+++ EXTRACTED TEXT

(CN) — A worm may be hitching a ride on your next plate of sushi – and it’s not some trendy new food craze.
Researchers at the University of Washington delivered the icky news Thursday that “sushi parasites” have been on the rise for the last 37 years and no one noticed.
Take a deep breath. Nobody wants to eat a worm in their next plate of fresh sashimi but according to the study published in the journal Global Change Biology the anisakis or “herring worm” cannot reproduce in the human intestine.
At most, the study authors say, humans chalk up any infestation to a case of food poisoning.
Disease spread from animals, or zoonosis, is on everyone’s mind thanks to the leading theory behind the spread of the novel coronavirus COVID-19, which is believed to have originated from a “wet market” or live animal market in Wuhan, China.
But zoonotic disease accounts for 58% of infectious diseases across the globe, including rabies and malaria, according to the study authors who tracked the rise of the marine worm anisakis.
From 1978 to 2015, the anisakis worm saw a 283-fold increase in abundance throughout marine wildlife.
Found in undercooked or raw fish and measuring about the size of a U.S. nickel, the anisakis causes a disease that is magnitudes different than COVID-19.
Assistant professor Chelsea Wood at the UW School of Aquatic and Fishery Sciences and a corresponding author of the study says neither the anisakis nor the disease it causes – anisakiasis or anisakidosis – can be transmitted from human to human.
The symptoms of the disease are similar to those of other types of food poisoning: Burning or painful tingling in arms or legs, headache, nausea, vomiting, diarrhea, hallucinations, and temperature reversal: cold objects feel hot and hot objects feel cold.
In the developing world most people don’t not think of wildlife when they think of disease, Wood told Courthouse News.
“Disease links us to nature,” said Wood. The question on why there has been such an uptick in infectious diseases across the globe has been a persistent question for researchers in her field.
The transmission to humans from the food chain starts when shrimp or small crustaceans eat a freshly hatched anisakis worm. The truism follows that there is always a bigger fish to eat the smaller fish. Eventually the parasite makes its way to a seafood market or before a sushi chef.
Wood said processors and sushi chefs are adept at removing any parasites. The study looked at fish freshly caught from the ocean.
The study illustrates the health risk to both human and marine mammals over the last four decades, said Wood. Humans will be inconvenienced by their bout of “food poisoning,” but the effects to marine mammals remains unknown.
Researchers compared the rise of the anisakis parasite to another parasitic nematode, the pseudoterranova or “cod worm.” While the anisakis saw a dramatic jump in its population over a 37-year time period, the pseudoterranova saw no change.
“On average, we estimated that Anisakis spp. abundance increased from less than 1 anisakid per one hundred hosts in 1978 to more than 1 anisakid in every host examined in 2015,” the study authors wrote. “This pattern was not driven by any single host species.”
The black scabbardfish was most represented among infected marine life but did not drive the pattern observed across all hosts and no one specific region saw a larger pattern.
There is no clear explanation for the increase, but rising temperatures in ocean waters, agricultural runoff and additional safeguards under the Marine Mammal Protection of 1972 are the leading theories.
Seals, sea lions, whales and dolphin populations benefitted from the protection, which likely meant more hosts roaming the ocean according to Wood.
An increase in parasitic worms could signal the ecosystem is doing well, but more vulnerable marine mammal populations are at risk. When discussing conservation efforts for marine life, Wood said few consider the spread of parasitic worms which may provide a powerful explanation for the failure of some populations to recover.
Research was also conducted by Bates College in Maine, Washington Sea Grant and UW graduate student Evan Fiorenza.

++++++
+++ INFORMATION PROVIDED

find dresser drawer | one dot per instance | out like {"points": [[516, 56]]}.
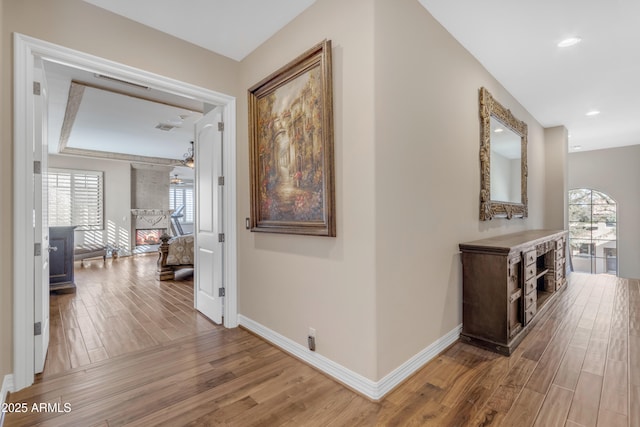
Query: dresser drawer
{"points": [[530, 313], [529, 286], [530, 257], [530, 300], [529, 272]]}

++++++

▶ [TO DO]
1. From the sushi parasite article, list every symptom of anisakiasis that the article names.
2. Pull out the passage of the sushi parasite article verbatim, starting with "An increase in" and going on through "populations to recover.".

▶ [ANSWERS BELOW]
1.
- Burning or painful tingling in arms or legs
- Headache
- Nausea
- Vomiting
- Diarrhea
- Hallucinations
- Temperature reversal: cold objects feel hot and hot objects feel cold

2.
An increase in parasitic worms could signal the ecosystem is doing well, but more vulnerable marine mammal populations are at risk. When discussing conservation efforts for marine life, Wood said few consider the spread of parasitic worms which may provide a powerful explanation for the failure of some populations to recover.